╭─ Record excerpts

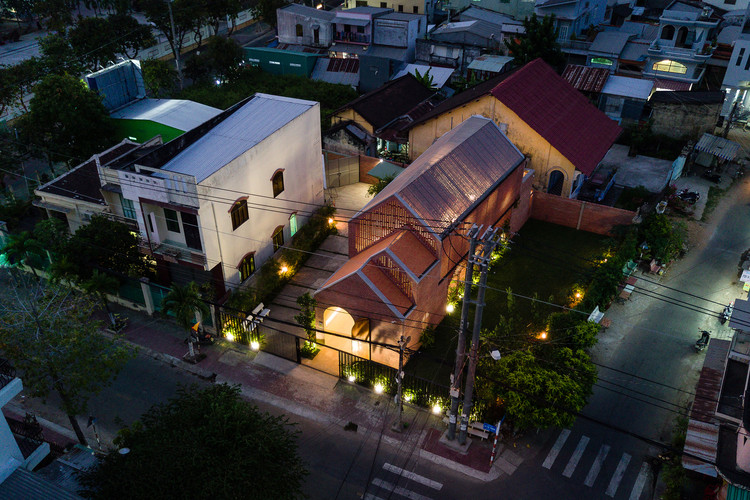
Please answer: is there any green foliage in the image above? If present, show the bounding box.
[0,273,132,444]
[17,75,115,165]
[141,59,177,97]
[367,175,396,196]
[505,13,565,70]
[81,384,308,500]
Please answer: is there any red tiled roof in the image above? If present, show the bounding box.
[563,64,609,93]
[491,59,622,175]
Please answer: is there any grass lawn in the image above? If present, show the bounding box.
[405,220,610,385]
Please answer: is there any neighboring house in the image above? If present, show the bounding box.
[324,73,435,154]
[599,76,654,125]
[37,94,323,292]
[649,90,724,140]
[315,117,528,366]
[643,0,721,84]
[534,0,607,42]
[409,59,621,196]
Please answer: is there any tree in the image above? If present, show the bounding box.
[61,215,149,282]
[250,0,289,28]
[18,75,115,165]
[0,273,132,445]
[505,14,565,69]
[81,384,308,500]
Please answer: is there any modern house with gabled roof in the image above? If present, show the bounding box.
[408,59,622,197]
[315,116,531,366]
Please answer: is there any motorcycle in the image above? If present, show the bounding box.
[695,330,711,352]
[719,302,734,325]
[677,188,701,205]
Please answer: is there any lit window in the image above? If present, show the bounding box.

╰─

Quote every one of the records above word for word, omitting the pictures.

Correct answer:
Please answer: is there any green foliage in the image above? If present, show the bounding box.
[0,273,132,444]
[17,75,115,165]
[141,59,177,97]
[367,175,396,196]
[505,13,565,70]
[81,384,308,500]
Please answer: is there any red tiled roof in the image above? If present, show the bounding box.
[563,64,609,93]
[491,59,622,175]
Please answer: is there any grass lawn in the image above? If present, show the bounding box.
[405,220,610,385]
Please answer: is there any neighboring house in the image above? If present, show the bounding box.
[324,73,435,154]
[599,76,654,125]
[37,94,323,292]
[649,90,724,140]
[315,117,528,366]
[643,0,721,84]
[534,0,607,42]
[409,59,621,196]
Please answer: is there any tree in the image above? If present, show the bounding box.
[61,215,149,282]
[250,0,289,28]
[18,75,115,165]
[0,273,132,445]
[505,14,565,69]
[81,384,308,500]
Please answer: is there any modern house with gabled roof in the image above? If present, show the bounding box.
[408,59,622,197]
[315,116,531,366]
Please answer: is there any motorcycle in the image above? If present, show the bounding box.
[695,330,711,352]
[719,302,734,325]
[677,188,701,205]
Please answer: is there any lit window in the image above? If present, show the bounding box.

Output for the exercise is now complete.